§ REQUIREMENT
Only the lines from the top of the listing below through the line containing "Target: white sock" should be output, exactly and with no pictures.

----- DATA FOR THE TASK

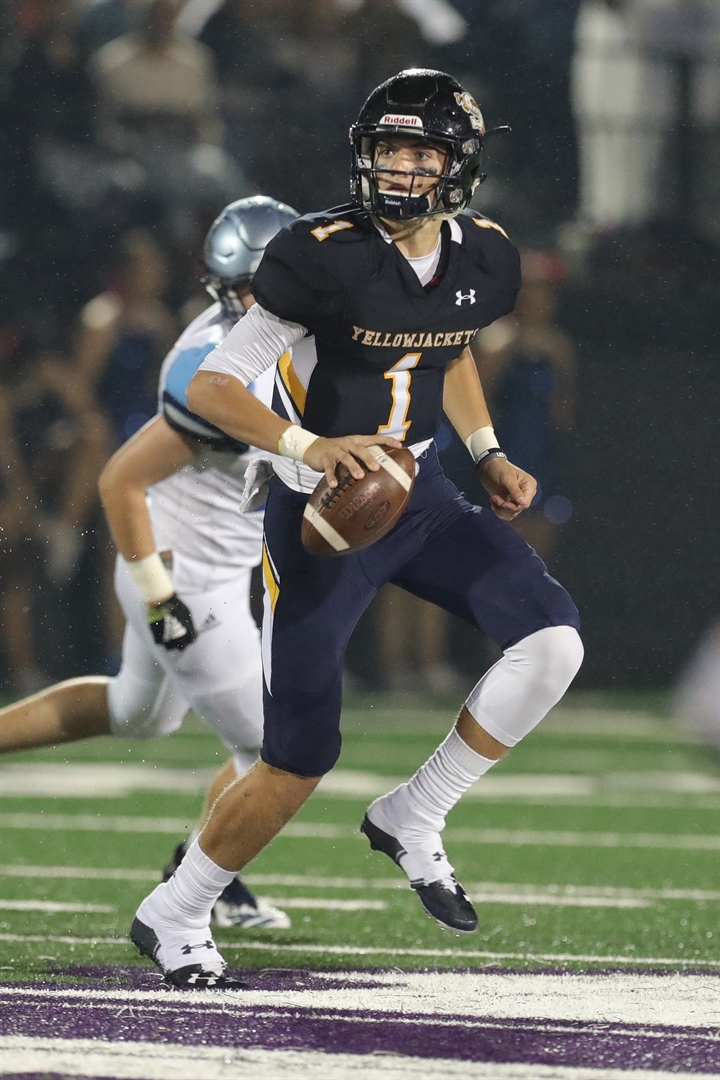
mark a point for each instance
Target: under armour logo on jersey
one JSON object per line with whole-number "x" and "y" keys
{"x": 187, "y": 949}
{"x": 173, "y": 629}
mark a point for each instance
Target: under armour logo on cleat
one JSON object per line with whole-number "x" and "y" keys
{"x": 187, "y": 949}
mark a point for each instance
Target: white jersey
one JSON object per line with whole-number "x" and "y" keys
{"x": 267, "y": 343}
{"x": 197, "y": 511}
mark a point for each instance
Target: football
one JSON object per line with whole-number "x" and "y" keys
{"x": 338, "y": 521}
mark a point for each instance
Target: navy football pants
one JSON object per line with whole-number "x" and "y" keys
{"x": 443, "y": 549}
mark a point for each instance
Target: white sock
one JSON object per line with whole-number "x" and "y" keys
{"x": 189, "y": 895}
{"x": 421, "y": 804}
{"x": 415, "y": 812}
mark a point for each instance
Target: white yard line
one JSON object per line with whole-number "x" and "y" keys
{"x": 487, "y": 892}
{"x": 148, "y": 1061}
{"x": 322, "y": 831}
{"x": 685, "y": 1002}
{"x": 356, "y": 950}
{"x": 112, "y": 780}
{"x": 51, "y": 907}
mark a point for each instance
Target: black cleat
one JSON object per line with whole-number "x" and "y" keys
{"x": 191, "y": 976}
{"x": 175, "y": 861}
{"x": 449, "y": 906}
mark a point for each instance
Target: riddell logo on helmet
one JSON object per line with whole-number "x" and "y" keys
{"x": 401, "y": 120}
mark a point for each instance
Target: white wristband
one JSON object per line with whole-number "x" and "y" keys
{"x": 295, "y": 441}
{"x": 151, "y": 578}
{"x": 480, "y": 442}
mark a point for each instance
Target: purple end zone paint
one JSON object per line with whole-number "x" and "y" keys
{"x": 173, "y": 1017}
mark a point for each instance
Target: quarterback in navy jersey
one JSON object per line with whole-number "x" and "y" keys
{"x": 368, "y": 311}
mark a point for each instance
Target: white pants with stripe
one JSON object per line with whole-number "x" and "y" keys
{"x": 219, "y": 675}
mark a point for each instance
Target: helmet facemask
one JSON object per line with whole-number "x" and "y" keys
{"x": 229, "y": 294}
{"x": 460, "y": 176}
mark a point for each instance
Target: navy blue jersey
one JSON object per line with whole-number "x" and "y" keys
{"x": 382, "y": 339}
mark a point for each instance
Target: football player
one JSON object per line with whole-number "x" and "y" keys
{"x": 184, "y": 570}
{"x": 393, "y": 287}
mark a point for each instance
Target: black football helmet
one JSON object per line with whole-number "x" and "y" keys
{"x": 433, "y": 106}
{"x": 235, "y": 243}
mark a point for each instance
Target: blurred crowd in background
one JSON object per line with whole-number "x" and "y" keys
{"x": 127, "y": 124}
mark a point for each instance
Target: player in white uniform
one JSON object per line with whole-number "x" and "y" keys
{"x": 172, "y": 498}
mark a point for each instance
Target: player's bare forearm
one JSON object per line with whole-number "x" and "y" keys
{"x": 463, "y": 400}
{"x": 229, "y": 405}
{"x": 153, "y": 454}
{"x": 511, "y": 489}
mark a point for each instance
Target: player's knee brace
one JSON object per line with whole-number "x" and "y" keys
{"x": 531, "y": 677}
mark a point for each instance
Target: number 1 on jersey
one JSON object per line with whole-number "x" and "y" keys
{"x": 401, "y": 374}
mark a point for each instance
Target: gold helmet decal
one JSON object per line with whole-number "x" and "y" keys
{"x": 466, "y": 102}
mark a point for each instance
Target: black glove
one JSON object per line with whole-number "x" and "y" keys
{"x": 172, "y": 624}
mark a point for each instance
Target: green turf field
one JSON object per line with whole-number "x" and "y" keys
{"x": 594, "y": 844}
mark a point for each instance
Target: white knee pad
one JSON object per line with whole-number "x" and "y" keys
{"x": 531, "y": 677}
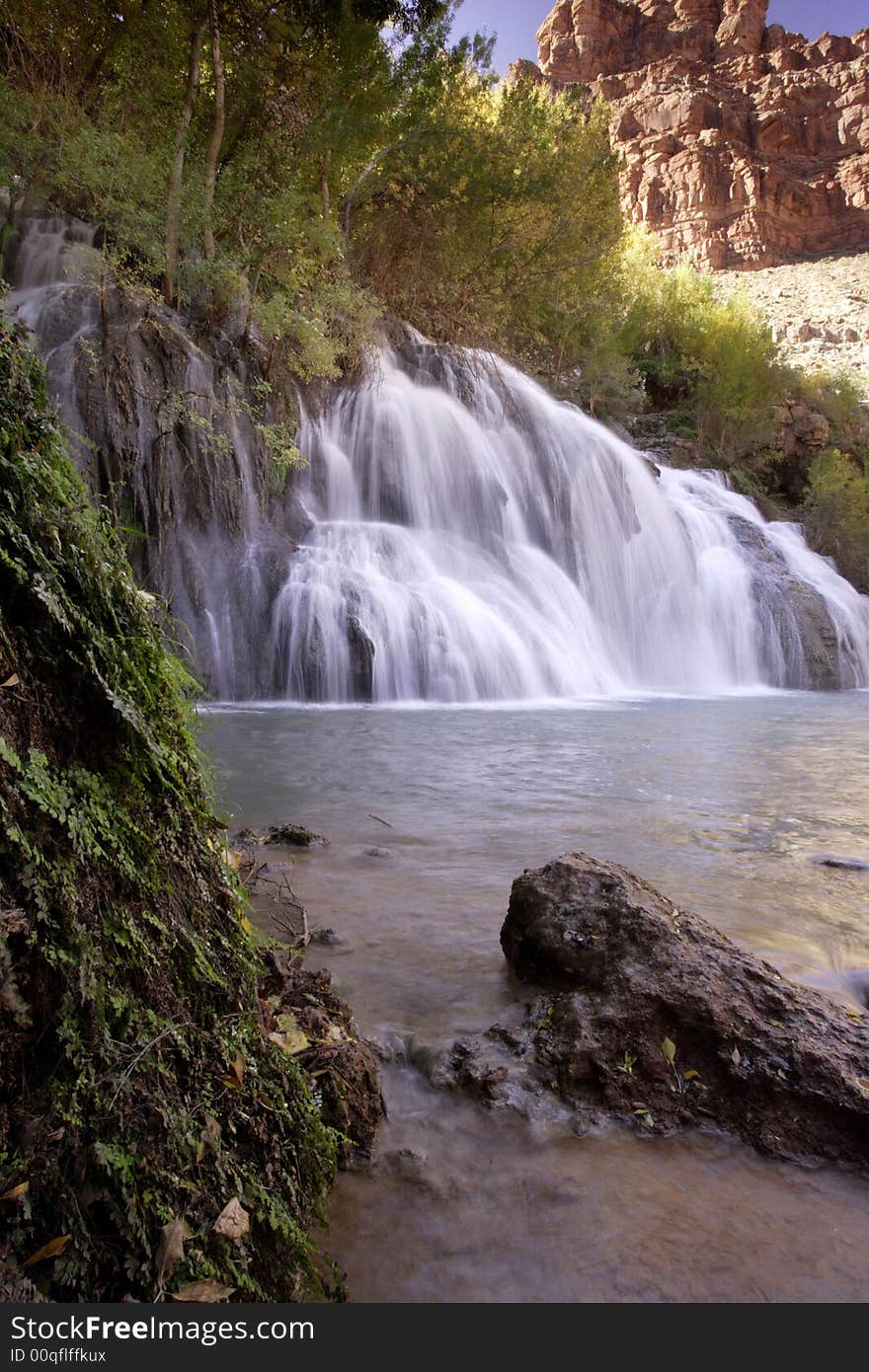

----------

§ TASK RESPONSE
mark a point for each instance
Target: under armour logo on jersey
one JSON object per line with whole-number "x" and "y" keys
{"x": 187, "y": 949}
{"x": 173, "y": 629}
mark a point for each instance
Target: under armour logo on cleat
one JSON object per line with whole-number "x" and "y" keys
{"x": 187, "y": 949}
mark a point for each instance
Target: white jersey
one JSON object per line with whole-number "x" and "y" keys
{"x": 267, "y": 343}
{"x": 197, "y": 511}
mark a point for each instance
Target: football
one JSON object per line with whole-number "x" and "y" keys
{"x": 338, "y": 521}
mark a point for each instance
Target: navy football pants
one JSON object per line with whole-number "x" and "y" keys
{"x": 443, "y": 549}
mark a point for each instance
Target: white sock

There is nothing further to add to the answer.